• **TASK PROMPT**
Look through the listing below and report every line that contains "board".
-------- RECORDS FOR THIS EXERCISE --------
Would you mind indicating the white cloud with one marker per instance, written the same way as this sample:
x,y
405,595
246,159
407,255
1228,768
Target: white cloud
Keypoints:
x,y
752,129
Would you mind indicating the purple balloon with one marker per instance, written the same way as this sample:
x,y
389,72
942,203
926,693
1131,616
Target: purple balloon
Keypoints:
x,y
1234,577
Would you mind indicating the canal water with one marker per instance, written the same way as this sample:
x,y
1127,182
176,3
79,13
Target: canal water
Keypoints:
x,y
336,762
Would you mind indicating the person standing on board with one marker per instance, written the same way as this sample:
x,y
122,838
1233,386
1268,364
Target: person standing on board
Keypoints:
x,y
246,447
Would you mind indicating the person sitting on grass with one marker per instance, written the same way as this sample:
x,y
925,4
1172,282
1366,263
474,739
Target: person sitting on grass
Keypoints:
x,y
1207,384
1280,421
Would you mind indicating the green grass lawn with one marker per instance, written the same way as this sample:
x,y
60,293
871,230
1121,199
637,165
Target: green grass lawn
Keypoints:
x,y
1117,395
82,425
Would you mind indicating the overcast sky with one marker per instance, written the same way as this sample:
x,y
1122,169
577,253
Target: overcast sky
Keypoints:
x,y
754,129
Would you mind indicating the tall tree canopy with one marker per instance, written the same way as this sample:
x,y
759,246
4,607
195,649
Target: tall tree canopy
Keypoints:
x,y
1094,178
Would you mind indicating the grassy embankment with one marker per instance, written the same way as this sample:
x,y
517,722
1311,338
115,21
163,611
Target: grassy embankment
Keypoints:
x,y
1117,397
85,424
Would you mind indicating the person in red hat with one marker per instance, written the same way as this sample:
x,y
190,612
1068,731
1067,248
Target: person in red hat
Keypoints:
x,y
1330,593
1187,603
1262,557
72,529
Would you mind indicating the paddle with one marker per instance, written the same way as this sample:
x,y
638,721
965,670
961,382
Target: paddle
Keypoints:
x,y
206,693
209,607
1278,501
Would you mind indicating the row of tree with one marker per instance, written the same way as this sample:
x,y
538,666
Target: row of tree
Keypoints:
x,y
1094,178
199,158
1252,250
--------
• **REPLY TO THE EXERCISE**
Would you mind indicating the person standing on board with one marker per instance, written the same way as this sample:
Target: person standing on board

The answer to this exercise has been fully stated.